EXERCISE DESCRIPTION
What follows is a listing; restate every line of it word for word.

RECORDED INFORMATION
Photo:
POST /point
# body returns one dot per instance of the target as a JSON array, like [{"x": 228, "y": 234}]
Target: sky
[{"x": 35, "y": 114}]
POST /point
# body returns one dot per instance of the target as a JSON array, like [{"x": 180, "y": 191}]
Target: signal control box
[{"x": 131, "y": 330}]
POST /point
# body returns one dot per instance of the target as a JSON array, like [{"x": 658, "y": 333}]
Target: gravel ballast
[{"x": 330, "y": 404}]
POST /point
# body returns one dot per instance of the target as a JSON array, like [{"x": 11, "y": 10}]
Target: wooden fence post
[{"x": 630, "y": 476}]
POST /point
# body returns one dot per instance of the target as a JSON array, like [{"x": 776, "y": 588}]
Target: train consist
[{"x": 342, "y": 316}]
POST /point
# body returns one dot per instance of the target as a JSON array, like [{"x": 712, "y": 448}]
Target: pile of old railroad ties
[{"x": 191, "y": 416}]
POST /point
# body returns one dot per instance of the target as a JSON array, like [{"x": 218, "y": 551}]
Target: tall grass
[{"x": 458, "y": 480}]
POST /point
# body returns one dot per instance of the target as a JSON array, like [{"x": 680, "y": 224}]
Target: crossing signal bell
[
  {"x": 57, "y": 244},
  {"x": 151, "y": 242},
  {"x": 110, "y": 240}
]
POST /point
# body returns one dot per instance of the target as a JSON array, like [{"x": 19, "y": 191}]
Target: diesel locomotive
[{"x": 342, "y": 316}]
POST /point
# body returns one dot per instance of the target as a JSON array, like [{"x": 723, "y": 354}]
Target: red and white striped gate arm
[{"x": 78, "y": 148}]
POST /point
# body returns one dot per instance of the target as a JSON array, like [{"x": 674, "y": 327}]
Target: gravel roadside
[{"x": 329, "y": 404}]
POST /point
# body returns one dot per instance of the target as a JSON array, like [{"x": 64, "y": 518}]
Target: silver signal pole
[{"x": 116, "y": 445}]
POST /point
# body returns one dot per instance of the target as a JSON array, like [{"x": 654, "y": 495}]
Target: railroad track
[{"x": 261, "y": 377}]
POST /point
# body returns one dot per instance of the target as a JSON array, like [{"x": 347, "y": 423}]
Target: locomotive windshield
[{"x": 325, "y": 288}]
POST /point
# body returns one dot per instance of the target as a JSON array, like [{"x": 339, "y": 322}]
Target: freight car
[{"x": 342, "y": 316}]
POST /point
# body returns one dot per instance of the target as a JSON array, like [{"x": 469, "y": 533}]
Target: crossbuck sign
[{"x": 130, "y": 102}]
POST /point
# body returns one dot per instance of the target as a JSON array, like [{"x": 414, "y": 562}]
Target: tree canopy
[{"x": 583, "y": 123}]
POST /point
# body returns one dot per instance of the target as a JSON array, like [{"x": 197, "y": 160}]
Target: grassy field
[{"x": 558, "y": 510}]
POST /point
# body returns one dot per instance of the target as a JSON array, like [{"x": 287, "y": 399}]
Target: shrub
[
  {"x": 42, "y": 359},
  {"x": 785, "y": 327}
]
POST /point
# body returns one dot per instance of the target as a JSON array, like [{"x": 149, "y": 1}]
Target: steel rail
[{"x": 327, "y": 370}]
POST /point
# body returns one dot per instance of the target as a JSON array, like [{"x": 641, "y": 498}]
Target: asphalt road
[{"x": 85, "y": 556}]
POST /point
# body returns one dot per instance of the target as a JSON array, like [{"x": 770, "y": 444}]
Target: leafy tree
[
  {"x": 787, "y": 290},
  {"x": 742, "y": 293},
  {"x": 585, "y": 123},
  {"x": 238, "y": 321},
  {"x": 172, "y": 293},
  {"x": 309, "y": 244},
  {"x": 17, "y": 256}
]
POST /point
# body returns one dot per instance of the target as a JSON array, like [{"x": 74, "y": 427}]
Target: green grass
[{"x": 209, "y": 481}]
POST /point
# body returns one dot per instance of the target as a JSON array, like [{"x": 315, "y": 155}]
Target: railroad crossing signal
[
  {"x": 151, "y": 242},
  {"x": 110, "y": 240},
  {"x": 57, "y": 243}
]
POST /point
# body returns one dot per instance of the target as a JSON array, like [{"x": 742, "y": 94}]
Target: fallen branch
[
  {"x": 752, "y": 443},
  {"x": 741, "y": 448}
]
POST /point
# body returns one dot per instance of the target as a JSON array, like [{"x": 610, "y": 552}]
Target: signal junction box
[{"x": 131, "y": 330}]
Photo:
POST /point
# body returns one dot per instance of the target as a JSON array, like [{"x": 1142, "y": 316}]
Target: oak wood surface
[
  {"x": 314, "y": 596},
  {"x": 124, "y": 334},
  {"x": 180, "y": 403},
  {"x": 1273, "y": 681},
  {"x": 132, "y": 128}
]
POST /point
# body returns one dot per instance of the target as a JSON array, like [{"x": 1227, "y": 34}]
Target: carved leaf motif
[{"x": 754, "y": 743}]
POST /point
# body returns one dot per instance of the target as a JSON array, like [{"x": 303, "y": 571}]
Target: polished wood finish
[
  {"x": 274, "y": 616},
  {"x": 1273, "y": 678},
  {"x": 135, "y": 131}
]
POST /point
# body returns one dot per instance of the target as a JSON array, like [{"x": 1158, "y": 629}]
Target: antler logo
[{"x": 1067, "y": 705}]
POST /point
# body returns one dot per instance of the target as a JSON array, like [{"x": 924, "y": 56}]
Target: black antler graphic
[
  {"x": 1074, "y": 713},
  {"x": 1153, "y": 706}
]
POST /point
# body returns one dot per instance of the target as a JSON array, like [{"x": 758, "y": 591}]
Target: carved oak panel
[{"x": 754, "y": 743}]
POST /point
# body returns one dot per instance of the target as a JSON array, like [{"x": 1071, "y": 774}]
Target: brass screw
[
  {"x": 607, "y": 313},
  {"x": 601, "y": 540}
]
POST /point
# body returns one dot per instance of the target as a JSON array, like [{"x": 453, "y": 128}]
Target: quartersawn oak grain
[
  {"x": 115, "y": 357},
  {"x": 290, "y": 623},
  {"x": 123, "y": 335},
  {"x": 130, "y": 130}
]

ANSWER TO THIS TASK
Photo:
POST /point
# body returns one dot per instance of the target as a JSON array, like [{"x": 228, "y": 234}]
Target: sky
[{"x": 35, "y": 114}]
POST /point
# body returns one dot per instance of the target as a JSON array, like [{"x": 180, "y": 191}]
Target: signal control box
[{"x": 131, "y": 330}]
POST /point
# body returns one dot per instance of the target as a JSON array, like [{"x": 658, "y": 333}]
Target: gravel ballast
[{"x": 330, "y": 404}]
POST /point
# body returns one dot per instance of the target as a JSON array, like [{"x": 11, "y": 10}]
Target: wooden fence post
[{"x": 630, "y": 476}]
POST /point
# body returns one dot per instance of the target as a JSON array, like [{"x": 776, "y": 588}]
Target: train consist
[{"x": 342, "y": 316}]
POST /point
# body returns one dot per instance of the target as a JSON array, like [{"x": 712, "y": 448}]
Target: pile of old railroad ties
[{"x": 191, "y": 416}]
POST /point
# body returns one dot per instance of the target as a JSON array, like [{"x": 218, "y": 551}]
Target: tall grass
[{"x": 458, "y": 480}]
POST /point
# body returns one dot per instance of the target as a JSON array, like [{"x": 680, "y": 224}]
Target: crossing signal bell
[
  {"x": 57, "y": 244},
  {"x": 151, "y": 242},
  {"x": 110, "y": 240}
]
POST /point
# body returns one dot per instance of the target as a JSON array, like [{"x": 19, "y": 191}]
Target: diesel locomotive
[{"x": 342, "y": 316}]
POST /point
# body returns one dot per instance of the target as a JSON array, like [{"x": 723, "y": 354}]
Target: red and white striped gate arm
[{"x": 78, "y": 148}]
POST /point
# body returns one dot per instance of the target as a JSON array, like [{"x": 674, "y": 327}]
Target: gravel roadside
[{"x": 329, "y": 404}]
POST /point
# body returns one dot per instance of the target as a JSON array, like [{"x": 64, "y": 518}]
Target: silver signal pole
[{"x": 116, "y": 445}]
POST /point
# body returns one dot per instance of the target as a JSON array, like [{"x": 654, "y": 495}]
Target: railroad track
[{"x": 261, "y": 377}]
POST /point
# body returns one dot per instance of the target as a JSON array, like [{"x": 347, "y": 423}]
Target: locomotive windshield
[{"x": 325, "y": 288}]
POST /point
# body returns one dot per instance of the target as a JSON array, like [{"x": 339, "y": 322}]
Target: freight car
[{"x": 342, "y": 316}]
POST /point
# body returns one dot per instance of the target as a JSON array, like [{"x": 469, "y": 533}]
Target: crossbuck sign
[{"x": 130, "y": 102}]
POST /point
# body returns one dot per instance of the target as a JSON array, like [{"x": 414, "y": 562}]
Target: tree canopy
[{"x": 583, "y": 123}]
POST /point
# body returns one dot per instance of the target as a JSON array, like [{"x": 197, "y": 160}]
Target: grassy field
[{"x": 558, "y": 510}]
POST /point
# body returns one dot per instance of the target as a JSON array, like [{"x": 287, "y": 399}]
Target: shrub
[
  {"x": 42, "y": 359},
  {"x": 785, "y": 327}
]
POST /point
# body returns one dot per instance of the target as a JSON array, like [{"x": 149, "y": 1}]
Target: steel rail
[{"x": 327, "y": 370}]
POST /point
# body returns one dot per instance of the target as a JSON array, like [{"x": 641, "y": 498}]
Target: asphalt road
[{"x": 85, "y": 556}]
POST /point
# body returns one dot per instance of the target as a JSON array, like [{"x": 770, "y": 444}]
Target: leafy tree
[
  {"x": 787, "y": 290},
  {"x": 742, "y": 293},
  {"x": 585, "y": 123},
  {"x": 238, "y": 321},
  {"x": 172, "y": 293},
  {"x": 309, "y": 244},
  {"x": 17, "y": 256}
]
POST /point
# body returns one dot per instance of the target as a JSON array, like [{"x": 74, "y": 427}]
Target: green grass
[{"x": 209, "y": 481}]
POST /point
# body returns one dot per instance of the target as a JSON array, like [{"x": 315, "y": 155}]
Target: railroad crossing signal
[
  {"x": 151, "y": 242},
  {"x": 110, "y": 240},
  {"x": 57, "y": 243}
]
POST /point
# body returns one dot per instance of the target as a JSON array, like [{"x": 742, "y": 94}]
Target: fallen branch
[
  {"x": 752, "y": 443},
  {"x": 741, "y": 448}
]
POST /point
# body returns one dot per instance of the target as a JSON array, like [{"x": 610, "y": 552}]
Target: signal junction box
[{"x": 131, "y": 330}]
Photo:
POST /point
# body returns one dot per instance of the target as a JSON array, like [{"x": 1142, "y": 316}]
Target: oak wood surface
[
  {"x": 314, "y": 596},
  {"x": 124, "y": 334},
  {"x": 180, "y": 403},
  {"x": 1273, "y": 681},
  {"x": 132, "y": 128}
]
POST /point
# body returns one dot per instance of the target as a JSON array, like [{"x": 1227, "y": 34}]
Target: carved leaf motif
[{"x": 754, "y": 743}]
POST /point
# body returns one dot per instance of the target as a JSON array, like [{"x": 303, "y": 571}]
Target: polished wood finish
[
  {"x": 274, "y": 616},
  {"x": 1273, "y": 678},
  {"x": 135, "y": 131}
]
POST /point
# body returns one dot per instance of the target as a JSON array, like [{"x": 1158, "y": 629}]
Target: antler logo
[{"x": 1067, "y": 705}]
POST /point
# body returns one dot per instance of the target as a JSON array, like [{"x": 924, "y": 56}]
Target: black antler graphic
[
  {"x": 1074, "y": 713},
  {"x": 1153, "y": 706}
]
POST /point
# body returns one dot per instance of the target as a JSON array, like [{"x": 758, "y": 591}]
Target: carved oak panel
[{"x": 754, "y": 743}]
POST /point
# body returns one dot per instance of the target as a JSON array, like [{"x": 1071, "y": 774}]
Target: brass screw
[
  {"x": 607, "y": 313},
  {"x": 601, "y": 540}
]
POST /point
# body returns one dot per instance of the target as a JSON array, like [{"x": 453, "y": 128}]
Target: quartersawn oak grain
[
  {"x": 115, "y": 357},
  {"x": 290, "y": 623},
  {"x": 123, "y": 335},
  {"x": 130, "y": 130}
]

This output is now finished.